* **Requirement**
Format the material below as a JSON list of strings, one string for each line, with blank lines omitted. Leave out the picture.

* **Entries supplied**
________

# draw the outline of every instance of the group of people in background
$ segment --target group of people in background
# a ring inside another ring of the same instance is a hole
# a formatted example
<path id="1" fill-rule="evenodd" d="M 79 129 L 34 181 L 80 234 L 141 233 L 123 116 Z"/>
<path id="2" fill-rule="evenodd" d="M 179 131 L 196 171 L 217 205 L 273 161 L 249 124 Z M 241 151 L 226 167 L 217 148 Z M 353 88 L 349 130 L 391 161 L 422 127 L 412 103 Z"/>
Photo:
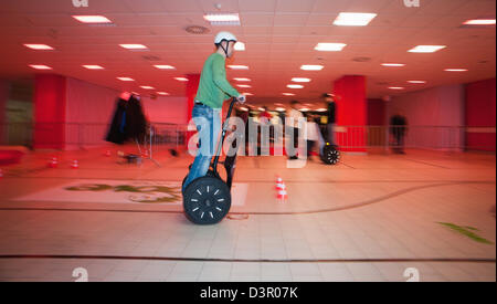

________

* **Solution**
[
  "# draw the outline of every instance of the group of people in background",
  "$ segment --target group of people in background",
  "# a ring inside another ring of the same instance is a hole",
  "# a formatted example",
  "<path id=\"1\" fill-rule=\"evenodd\" d=\"M 79 129 L 34 181 L 80 234 L 141 233 L 123 116 Z\"/>",
  "<path id=\"2\" fill-rule=\"evenodd\" d=\"M 179 131 L 196 171 L 217 205 L 273 161 L 249 124 Z M 241 151 L 226 167 L 217 148 Z M 353 88 L 349 130 L 391 161 L 422 127 L 412 103 Z\"/>",
  "Photo:"
]